# TASK OBJECTIVE
Reproduce all the entries exactly.

# PROVIDED DATA
········
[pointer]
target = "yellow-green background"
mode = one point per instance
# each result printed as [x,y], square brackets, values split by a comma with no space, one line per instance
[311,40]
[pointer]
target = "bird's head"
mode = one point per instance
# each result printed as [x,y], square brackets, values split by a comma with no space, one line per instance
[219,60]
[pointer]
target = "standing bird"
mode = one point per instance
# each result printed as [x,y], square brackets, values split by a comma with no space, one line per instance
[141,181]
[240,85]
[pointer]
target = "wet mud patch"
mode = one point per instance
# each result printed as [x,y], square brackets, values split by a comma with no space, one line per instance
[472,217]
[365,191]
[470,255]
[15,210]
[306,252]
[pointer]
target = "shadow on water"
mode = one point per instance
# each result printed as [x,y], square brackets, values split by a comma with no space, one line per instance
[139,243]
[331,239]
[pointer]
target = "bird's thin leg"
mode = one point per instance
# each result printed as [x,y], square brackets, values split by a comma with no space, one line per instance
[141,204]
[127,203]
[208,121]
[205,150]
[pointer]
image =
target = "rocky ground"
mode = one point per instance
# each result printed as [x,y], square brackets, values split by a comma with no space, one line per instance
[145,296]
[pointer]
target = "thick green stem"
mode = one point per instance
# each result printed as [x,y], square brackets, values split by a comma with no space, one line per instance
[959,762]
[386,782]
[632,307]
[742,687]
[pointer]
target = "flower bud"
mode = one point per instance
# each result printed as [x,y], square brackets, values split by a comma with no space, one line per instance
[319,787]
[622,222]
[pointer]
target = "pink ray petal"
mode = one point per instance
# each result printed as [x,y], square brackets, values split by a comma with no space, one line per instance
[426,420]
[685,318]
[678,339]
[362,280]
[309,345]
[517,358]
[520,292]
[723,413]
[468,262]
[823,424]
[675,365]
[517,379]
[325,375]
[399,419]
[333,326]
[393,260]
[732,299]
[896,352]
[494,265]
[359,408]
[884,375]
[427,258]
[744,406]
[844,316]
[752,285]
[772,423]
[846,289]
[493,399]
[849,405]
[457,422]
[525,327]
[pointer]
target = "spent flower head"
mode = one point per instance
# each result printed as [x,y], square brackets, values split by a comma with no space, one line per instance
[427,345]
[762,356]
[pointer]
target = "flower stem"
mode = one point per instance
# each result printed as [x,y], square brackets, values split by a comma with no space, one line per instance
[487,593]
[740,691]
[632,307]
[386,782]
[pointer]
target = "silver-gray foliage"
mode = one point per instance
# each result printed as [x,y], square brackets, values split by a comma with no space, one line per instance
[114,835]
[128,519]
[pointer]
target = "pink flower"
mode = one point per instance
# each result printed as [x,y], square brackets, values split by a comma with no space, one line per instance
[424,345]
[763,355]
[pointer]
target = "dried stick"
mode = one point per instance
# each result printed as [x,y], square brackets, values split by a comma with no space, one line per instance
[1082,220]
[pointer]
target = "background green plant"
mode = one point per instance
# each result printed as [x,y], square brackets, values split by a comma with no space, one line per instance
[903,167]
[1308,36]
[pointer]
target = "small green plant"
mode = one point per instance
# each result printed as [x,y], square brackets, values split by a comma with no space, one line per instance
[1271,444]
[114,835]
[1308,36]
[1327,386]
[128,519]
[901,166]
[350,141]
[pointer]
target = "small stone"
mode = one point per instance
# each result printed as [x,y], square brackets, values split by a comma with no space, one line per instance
········
# THE REPLY
[pointer]
target = "yellow-green background"
mode = one point per instance
# each result printed as [x,y], square brackets, values split by a comma with no space, one line per instance
[311,40]
[pointer]
target = "bird's head"
mode = one point per instance
# each result printed as [x,y], square brackets, values split by a comma with no space, one line per instance
[219,60]
[pointer]
target = "standing bird"
mode = one point per instance
# each result printed as [x,y], square brackets, values split by a comma with no space, one line per instance
[141,181]
[240,85]
[pointer]
target = "wet mud patch"
mode = one point per instance
# each result printed as [x,y], square brackets, values split by a comma with no space, one line per instance
[472,217]
[365,191]
[470,255]
[15,210]
[306,252]
[pointer]
target = "shadow on water"
mode = one point per instance
# each result printed as [x,y], square brackets, values split by a comma with no space, one line per instance
[139,243]
[331,239]
[pointer]
target = "bird's thin leg"
mode = one point per instance
# each result printed as [x,y], square brackets, values split by a comma with no space, one line per instance
[141,204]
[127,203]
[208,121]
[205,150]
[pointer]
image =
target = "rocky ground"
mode = one point per instance
# each result printed as [x,y], square brackets, values split by a comma with no space, one line per instance
[145,296]
[pointer]
target = "thick green stem"
mode = one point per instance
# each result printed as [x,y], square brackets, values split by a comma with no space, one line per instance
[959,762]
[386,782]
[632,307]
[742,687]
[pointer]
target = "flower bud"
mode = one point per instance
# each result printed as [x,y], square brackets, values split by a comma with no space, one line per instance
[319,787]
[622,222]
[pointer]
target = "pink ray petal"
mode = one point per instance
# each result printed as [x,y], square brackets, values split by a comma with no space, one line per instance
[426,420]
[685,318]
[678,339]
[362,280]
[309,345]
[517,358]
[520,292]
[723,413]
[468,262]
[823,424]
[675,365]
[517,379]
[325,375]
[399,419]
[333,326]
[393,260]
[732,299]
[896,352]
[494,265]
[359,408]
[884,375]
[427,258]
[744,406]
[844,316]
[752,285]
[772,423]
[846,289]
[493,399]
[849,405]
[457,422]
[525,327]
[pointer]
target = "spent flower head"
mode = one point per instance
# each result printed as [x,y], square brackets, values split by a comma with no space, one line per instance
[427,345]
[762,356]
[pointer]
target = "flower stem"
mode = one point per instance
# each result printed as [x,y], square brackets, values split by a comma with no space, one line per instance
[487,593]
[740,691]
[632,307]
[386,782]
[pointer]
target = "silver-gray foliage"
mode = one point per instance
# each result printed as [x,y], square brackets, values split by a comma with no space, one line per instance
[114,835]
[128,519]
[pointer]
target = "pink flower"
mode = one point per instance
# each result printed as [x,y], square brackets, values split by a comma with no space, one line per instance
[424,345]
[763,355]
[pointer]
target = "dried stick"
mode = one point per instance
# each result printed as [x,y], square brackets, values split by a comma with no space, one line per instance
[1082,220]
[pointer]
target = "background green plant"
mode = one point per instance
# each result printed as [x,y], square brackets, values split by a comma with no space, one line per instance
[903,167]
[1308,36]
[pointer]
target = "small green plant"
mode = one point per instance
# each result printed as [x,y], square brackets, values split by a comma with no space, one line per instance
[1271,444]
[114,835]
[1308,36]
[1327,386]
[128,519]
[901,166]
[350,141]
[pointer]
target = "small stone"
mode = one point per instance
# each result printed as [x,y], square brackets, values split by a comma with no space, one line per instance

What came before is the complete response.